WHAT IS NEEDED: Reproduce the items word for word, from the line with "body shown in the photo above." up to and including the final line of the items.

EXTRACTED ENTRIES:
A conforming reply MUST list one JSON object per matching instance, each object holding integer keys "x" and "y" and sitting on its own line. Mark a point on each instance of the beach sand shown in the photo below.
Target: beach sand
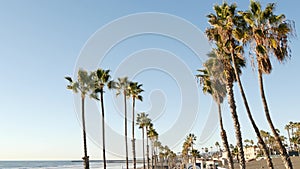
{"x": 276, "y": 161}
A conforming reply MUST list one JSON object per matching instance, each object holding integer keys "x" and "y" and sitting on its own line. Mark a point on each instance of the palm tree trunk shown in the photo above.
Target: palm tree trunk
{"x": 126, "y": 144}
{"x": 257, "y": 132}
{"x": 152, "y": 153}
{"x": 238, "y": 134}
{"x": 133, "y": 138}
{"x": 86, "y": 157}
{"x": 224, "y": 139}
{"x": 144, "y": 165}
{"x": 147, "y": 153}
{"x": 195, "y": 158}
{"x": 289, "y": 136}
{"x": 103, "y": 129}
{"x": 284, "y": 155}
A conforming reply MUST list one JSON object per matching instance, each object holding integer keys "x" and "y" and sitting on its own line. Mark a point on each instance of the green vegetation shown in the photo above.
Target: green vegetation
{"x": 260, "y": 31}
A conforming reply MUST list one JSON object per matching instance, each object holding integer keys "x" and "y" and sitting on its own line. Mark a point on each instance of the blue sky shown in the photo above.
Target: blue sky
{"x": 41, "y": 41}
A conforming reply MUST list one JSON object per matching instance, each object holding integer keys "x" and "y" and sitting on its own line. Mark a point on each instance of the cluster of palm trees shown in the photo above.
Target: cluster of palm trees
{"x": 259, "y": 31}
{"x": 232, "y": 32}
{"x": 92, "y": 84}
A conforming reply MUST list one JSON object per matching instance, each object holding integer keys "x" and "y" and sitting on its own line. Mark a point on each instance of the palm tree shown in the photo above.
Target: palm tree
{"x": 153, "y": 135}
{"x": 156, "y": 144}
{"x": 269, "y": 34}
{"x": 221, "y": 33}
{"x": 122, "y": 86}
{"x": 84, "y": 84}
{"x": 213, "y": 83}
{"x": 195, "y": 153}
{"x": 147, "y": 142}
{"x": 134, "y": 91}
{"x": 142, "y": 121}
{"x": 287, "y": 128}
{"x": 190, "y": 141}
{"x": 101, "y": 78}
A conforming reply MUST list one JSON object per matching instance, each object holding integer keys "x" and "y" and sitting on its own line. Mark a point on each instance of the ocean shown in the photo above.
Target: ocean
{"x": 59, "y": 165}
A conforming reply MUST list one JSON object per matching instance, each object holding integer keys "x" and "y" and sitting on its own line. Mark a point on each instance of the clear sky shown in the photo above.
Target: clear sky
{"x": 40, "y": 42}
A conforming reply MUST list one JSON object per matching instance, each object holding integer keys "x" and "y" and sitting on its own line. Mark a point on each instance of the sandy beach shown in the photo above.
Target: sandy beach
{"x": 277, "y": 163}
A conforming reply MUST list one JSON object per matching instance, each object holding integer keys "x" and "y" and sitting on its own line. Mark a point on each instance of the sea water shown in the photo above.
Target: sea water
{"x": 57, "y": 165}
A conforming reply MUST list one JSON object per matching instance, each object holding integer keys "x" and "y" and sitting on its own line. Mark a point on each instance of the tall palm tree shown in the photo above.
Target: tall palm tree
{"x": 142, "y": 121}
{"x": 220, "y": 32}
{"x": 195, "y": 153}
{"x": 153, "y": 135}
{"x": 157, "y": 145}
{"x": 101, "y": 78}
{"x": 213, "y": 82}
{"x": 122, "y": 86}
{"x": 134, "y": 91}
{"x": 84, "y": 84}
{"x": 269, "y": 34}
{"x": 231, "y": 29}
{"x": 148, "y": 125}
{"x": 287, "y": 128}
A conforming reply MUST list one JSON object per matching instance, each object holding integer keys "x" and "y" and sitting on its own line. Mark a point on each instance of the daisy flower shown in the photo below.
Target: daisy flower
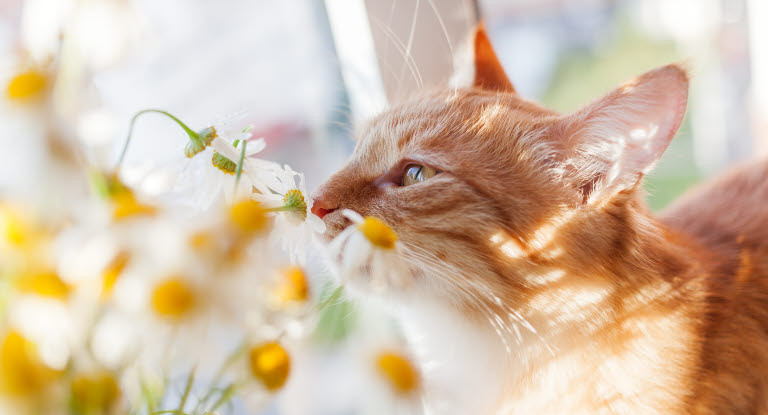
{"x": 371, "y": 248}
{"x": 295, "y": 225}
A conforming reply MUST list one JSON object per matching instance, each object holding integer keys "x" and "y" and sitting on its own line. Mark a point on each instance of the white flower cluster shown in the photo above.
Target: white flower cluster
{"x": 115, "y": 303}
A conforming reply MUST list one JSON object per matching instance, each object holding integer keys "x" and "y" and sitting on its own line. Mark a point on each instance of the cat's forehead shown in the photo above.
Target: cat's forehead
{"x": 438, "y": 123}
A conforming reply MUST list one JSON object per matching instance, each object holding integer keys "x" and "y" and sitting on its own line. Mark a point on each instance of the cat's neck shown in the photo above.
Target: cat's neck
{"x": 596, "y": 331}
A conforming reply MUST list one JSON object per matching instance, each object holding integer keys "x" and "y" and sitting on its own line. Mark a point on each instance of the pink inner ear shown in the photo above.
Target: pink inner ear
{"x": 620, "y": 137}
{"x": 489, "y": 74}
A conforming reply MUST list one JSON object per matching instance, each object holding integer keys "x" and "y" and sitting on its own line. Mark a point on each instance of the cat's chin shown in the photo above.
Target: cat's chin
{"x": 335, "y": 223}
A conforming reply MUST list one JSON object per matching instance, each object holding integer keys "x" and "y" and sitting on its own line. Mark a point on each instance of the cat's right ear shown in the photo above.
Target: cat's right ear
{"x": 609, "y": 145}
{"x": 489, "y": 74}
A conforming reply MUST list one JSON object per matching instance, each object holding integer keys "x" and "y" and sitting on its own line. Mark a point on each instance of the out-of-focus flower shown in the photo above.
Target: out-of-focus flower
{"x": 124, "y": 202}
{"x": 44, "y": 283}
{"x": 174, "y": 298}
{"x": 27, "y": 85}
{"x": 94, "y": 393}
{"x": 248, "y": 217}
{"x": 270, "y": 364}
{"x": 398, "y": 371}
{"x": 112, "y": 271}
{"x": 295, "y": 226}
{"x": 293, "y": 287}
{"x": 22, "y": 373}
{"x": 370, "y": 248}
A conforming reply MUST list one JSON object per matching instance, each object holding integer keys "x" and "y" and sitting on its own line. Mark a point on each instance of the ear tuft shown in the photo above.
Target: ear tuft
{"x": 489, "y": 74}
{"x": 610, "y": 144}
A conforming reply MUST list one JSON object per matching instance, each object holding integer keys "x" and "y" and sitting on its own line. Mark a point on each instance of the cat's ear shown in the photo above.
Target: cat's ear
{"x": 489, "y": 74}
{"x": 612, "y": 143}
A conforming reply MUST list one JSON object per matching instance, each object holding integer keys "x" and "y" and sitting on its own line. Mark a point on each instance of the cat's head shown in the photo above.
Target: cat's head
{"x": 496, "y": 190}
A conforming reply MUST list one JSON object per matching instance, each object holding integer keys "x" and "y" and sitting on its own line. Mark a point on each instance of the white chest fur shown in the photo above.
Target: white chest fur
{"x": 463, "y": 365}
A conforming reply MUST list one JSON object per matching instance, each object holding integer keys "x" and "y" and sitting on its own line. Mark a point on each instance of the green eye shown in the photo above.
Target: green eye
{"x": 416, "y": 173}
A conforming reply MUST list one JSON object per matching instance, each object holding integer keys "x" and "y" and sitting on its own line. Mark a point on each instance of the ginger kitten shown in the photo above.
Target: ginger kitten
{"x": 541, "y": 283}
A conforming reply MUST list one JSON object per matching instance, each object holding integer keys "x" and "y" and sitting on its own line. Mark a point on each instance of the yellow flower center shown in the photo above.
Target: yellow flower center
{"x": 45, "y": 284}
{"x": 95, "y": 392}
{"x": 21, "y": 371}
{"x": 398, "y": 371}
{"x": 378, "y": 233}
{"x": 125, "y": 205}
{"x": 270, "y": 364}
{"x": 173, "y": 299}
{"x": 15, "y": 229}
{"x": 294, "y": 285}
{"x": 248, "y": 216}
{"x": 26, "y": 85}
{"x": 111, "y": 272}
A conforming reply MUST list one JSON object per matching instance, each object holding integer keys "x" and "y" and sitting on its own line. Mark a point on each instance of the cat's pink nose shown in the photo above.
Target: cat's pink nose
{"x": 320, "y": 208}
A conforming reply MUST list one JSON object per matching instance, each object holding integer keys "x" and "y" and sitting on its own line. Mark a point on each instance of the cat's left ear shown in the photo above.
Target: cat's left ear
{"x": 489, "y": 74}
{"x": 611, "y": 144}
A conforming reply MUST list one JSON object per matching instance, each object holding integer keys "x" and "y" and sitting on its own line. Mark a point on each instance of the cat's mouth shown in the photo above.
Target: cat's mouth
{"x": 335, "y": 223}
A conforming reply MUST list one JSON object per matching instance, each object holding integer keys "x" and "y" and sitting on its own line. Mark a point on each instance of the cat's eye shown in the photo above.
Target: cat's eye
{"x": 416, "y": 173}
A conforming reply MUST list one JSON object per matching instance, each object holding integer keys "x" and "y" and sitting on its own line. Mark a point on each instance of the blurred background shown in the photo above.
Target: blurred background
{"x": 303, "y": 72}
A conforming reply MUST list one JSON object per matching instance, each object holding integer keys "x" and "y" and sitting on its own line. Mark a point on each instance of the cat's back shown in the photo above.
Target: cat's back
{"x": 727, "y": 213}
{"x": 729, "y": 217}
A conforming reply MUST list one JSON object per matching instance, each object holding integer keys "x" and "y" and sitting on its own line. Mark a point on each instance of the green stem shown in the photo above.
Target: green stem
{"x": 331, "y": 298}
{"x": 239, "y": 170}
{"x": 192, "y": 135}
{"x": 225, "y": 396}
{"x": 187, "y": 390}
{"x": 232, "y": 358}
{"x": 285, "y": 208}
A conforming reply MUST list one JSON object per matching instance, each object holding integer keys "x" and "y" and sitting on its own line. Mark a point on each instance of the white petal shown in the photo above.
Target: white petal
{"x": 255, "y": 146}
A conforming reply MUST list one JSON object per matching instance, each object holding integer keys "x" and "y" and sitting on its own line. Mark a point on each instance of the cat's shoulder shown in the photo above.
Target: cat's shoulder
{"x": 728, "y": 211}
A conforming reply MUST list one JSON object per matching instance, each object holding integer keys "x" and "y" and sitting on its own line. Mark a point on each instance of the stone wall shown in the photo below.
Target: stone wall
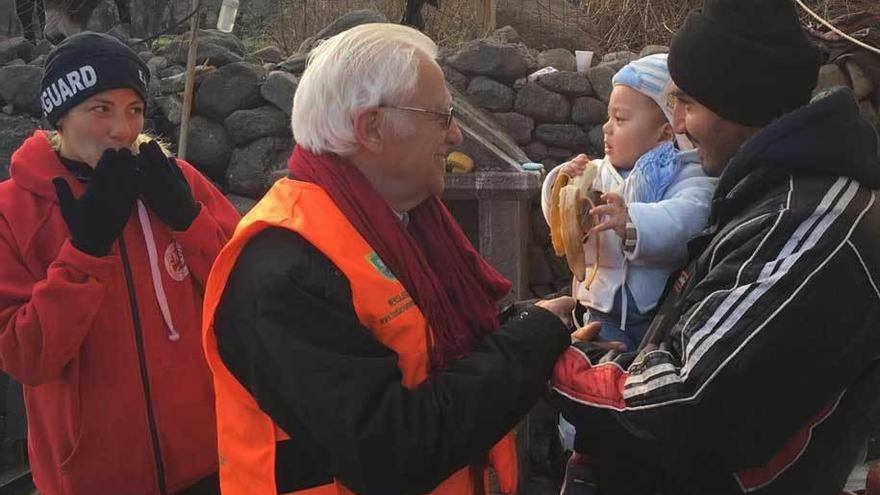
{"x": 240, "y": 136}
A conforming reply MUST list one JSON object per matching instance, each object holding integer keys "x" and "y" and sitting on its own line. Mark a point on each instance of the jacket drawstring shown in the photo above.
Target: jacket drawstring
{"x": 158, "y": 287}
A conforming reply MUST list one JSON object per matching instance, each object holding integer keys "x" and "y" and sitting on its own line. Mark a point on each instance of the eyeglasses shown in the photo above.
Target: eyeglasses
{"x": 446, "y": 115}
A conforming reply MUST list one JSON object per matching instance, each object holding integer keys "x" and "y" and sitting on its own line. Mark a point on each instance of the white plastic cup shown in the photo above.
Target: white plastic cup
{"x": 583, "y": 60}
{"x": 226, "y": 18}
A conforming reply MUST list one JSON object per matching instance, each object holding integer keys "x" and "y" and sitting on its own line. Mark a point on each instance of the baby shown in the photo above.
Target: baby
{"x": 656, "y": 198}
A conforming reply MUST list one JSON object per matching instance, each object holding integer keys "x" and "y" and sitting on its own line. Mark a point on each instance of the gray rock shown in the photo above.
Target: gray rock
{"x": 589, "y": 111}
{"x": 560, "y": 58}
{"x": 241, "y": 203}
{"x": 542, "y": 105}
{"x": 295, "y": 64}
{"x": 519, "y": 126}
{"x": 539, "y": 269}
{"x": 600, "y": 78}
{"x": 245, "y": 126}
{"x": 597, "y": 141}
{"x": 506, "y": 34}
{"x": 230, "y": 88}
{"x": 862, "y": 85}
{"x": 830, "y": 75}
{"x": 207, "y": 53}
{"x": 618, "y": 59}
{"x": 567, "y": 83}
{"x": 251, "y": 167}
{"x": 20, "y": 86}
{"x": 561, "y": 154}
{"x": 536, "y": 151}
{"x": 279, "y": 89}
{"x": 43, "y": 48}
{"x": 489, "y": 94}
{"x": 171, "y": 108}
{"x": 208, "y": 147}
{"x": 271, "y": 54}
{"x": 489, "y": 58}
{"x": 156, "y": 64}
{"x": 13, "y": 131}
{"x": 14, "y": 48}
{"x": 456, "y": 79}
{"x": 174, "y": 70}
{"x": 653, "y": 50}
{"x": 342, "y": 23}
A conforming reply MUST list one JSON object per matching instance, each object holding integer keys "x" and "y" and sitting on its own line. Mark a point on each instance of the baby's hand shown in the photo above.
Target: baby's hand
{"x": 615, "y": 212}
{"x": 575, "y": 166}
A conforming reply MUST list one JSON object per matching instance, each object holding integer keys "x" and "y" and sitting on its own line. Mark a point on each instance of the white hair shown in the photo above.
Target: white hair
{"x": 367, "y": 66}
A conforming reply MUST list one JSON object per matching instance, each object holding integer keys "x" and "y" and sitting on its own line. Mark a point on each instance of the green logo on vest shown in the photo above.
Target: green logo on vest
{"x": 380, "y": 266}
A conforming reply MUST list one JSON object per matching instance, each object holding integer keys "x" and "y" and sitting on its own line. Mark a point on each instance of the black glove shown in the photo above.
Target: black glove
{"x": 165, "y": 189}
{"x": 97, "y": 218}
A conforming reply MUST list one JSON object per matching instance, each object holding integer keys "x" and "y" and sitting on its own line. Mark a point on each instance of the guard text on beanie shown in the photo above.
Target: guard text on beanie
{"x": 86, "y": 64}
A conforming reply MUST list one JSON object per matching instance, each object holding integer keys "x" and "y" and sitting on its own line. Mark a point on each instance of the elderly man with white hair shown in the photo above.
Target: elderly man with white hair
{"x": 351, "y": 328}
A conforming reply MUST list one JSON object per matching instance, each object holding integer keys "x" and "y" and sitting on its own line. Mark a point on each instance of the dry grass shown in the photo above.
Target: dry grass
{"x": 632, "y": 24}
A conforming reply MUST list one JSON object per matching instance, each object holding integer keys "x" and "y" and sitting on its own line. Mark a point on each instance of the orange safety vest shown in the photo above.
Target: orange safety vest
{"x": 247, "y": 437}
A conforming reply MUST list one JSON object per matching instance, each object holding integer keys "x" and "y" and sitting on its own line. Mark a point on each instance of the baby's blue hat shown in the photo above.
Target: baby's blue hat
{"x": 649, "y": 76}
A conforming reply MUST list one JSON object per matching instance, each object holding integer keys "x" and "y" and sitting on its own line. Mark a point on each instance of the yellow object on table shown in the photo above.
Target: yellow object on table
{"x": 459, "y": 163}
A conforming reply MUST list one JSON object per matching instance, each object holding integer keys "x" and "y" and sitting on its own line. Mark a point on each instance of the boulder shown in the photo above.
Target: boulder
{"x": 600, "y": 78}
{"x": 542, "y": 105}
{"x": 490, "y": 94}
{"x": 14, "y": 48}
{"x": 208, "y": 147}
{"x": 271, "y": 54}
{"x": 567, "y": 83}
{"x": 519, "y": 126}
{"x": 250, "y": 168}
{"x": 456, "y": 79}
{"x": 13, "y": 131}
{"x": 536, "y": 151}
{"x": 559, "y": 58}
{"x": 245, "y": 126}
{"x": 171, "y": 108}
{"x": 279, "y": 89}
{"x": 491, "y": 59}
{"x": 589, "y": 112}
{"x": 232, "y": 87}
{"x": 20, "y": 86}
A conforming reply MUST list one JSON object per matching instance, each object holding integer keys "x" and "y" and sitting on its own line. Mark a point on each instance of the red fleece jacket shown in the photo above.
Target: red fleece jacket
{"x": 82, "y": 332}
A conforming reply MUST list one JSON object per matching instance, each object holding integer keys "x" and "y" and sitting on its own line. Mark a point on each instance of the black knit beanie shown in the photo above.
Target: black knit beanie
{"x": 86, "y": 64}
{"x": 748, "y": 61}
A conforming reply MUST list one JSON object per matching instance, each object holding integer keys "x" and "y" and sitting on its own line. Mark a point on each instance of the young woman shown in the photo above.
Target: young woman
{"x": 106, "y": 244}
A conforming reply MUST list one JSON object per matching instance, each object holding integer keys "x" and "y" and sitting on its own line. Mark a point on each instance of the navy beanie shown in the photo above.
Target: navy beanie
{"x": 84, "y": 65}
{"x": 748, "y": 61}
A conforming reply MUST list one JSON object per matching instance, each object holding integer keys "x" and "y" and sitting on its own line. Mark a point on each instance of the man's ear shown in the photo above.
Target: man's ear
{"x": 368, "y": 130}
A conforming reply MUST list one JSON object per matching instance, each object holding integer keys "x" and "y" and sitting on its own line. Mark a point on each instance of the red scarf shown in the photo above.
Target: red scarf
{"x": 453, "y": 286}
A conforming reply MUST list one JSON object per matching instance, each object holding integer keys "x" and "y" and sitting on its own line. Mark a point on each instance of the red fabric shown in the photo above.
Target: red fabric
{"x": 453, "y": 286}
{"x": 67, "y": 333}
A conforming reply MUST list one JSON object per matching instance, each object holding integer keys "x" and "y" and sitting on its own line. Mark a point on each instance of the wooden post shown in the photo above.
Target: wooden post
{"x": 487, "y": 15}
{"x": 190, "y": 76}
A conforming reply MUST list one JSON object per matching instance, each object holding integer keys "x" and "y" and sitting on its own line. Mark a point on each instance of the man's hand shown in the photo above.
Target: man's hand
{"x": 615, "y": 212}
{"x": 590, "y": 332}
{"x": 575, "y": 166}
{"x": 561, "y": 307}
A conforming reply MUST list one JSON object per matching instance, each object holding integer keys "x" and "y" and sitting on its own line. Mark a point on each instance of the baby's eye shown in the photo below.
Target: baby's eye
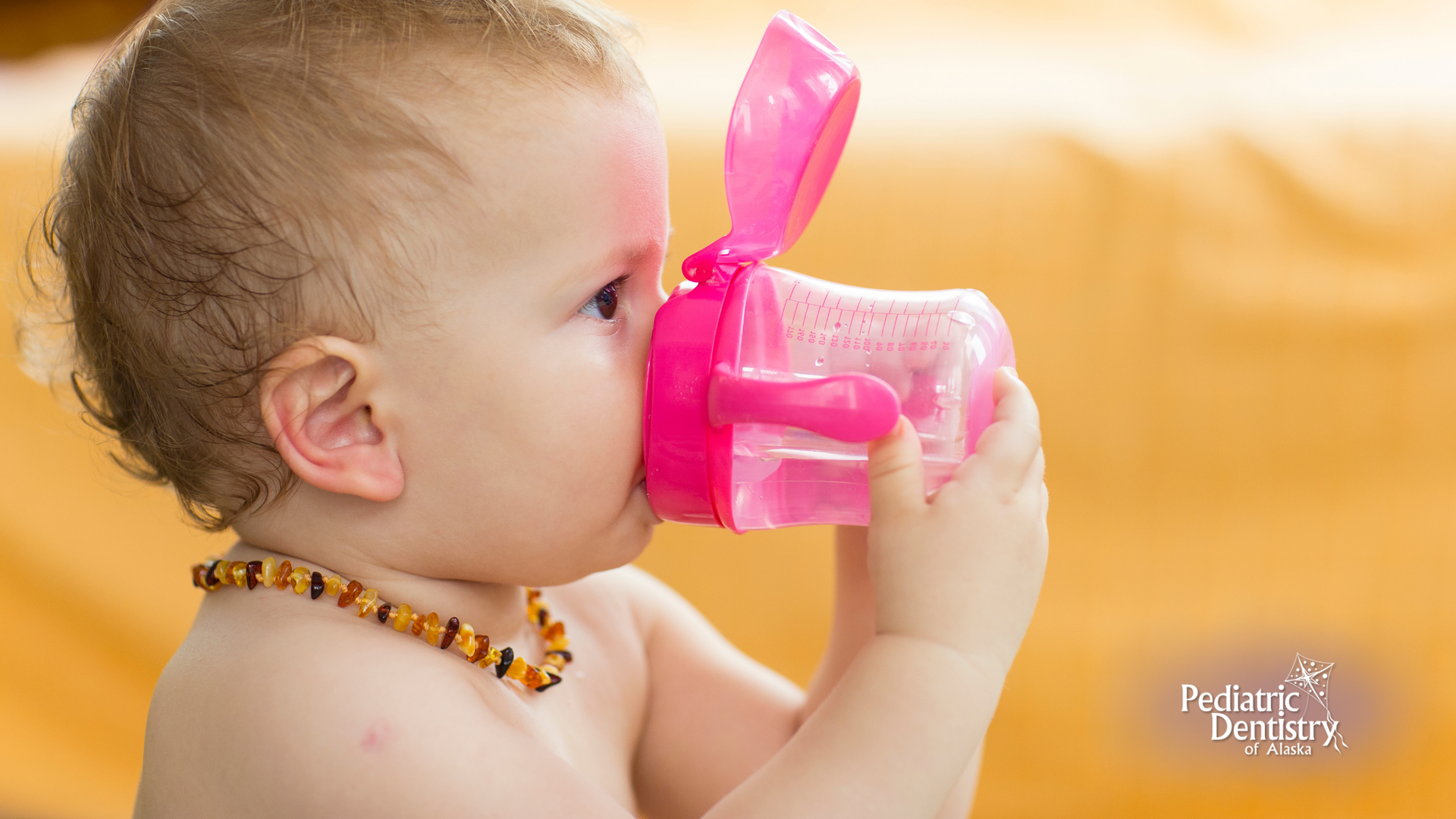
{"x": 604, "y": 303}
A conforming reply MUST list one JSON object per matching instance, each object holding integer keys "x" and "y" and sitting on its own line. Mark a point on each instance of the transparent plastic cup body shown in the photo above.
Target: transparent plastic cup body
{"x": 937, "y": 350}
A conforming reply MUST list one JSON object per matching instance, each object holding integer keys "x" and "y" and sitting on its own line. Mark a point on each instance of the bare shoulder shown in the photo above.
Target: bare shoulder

RESULT BELOW:
A conforming reply MUST list one JSON object per matching instance, each object holding integer keys "x" and "y" and sitting on its own line. Mark a point on each instance of the transparent plastic cup body shown in the photo above.
Target: transparent plastic cup body
{"x": 937, "y": 350}
A conforming reply MUST list one JSON object per matching instance, each object holding integer keys "x" and "y" and sitting on its own line. Mark a point on each instance of the bare shoulder shown in the photo above.
Target: bare shoulder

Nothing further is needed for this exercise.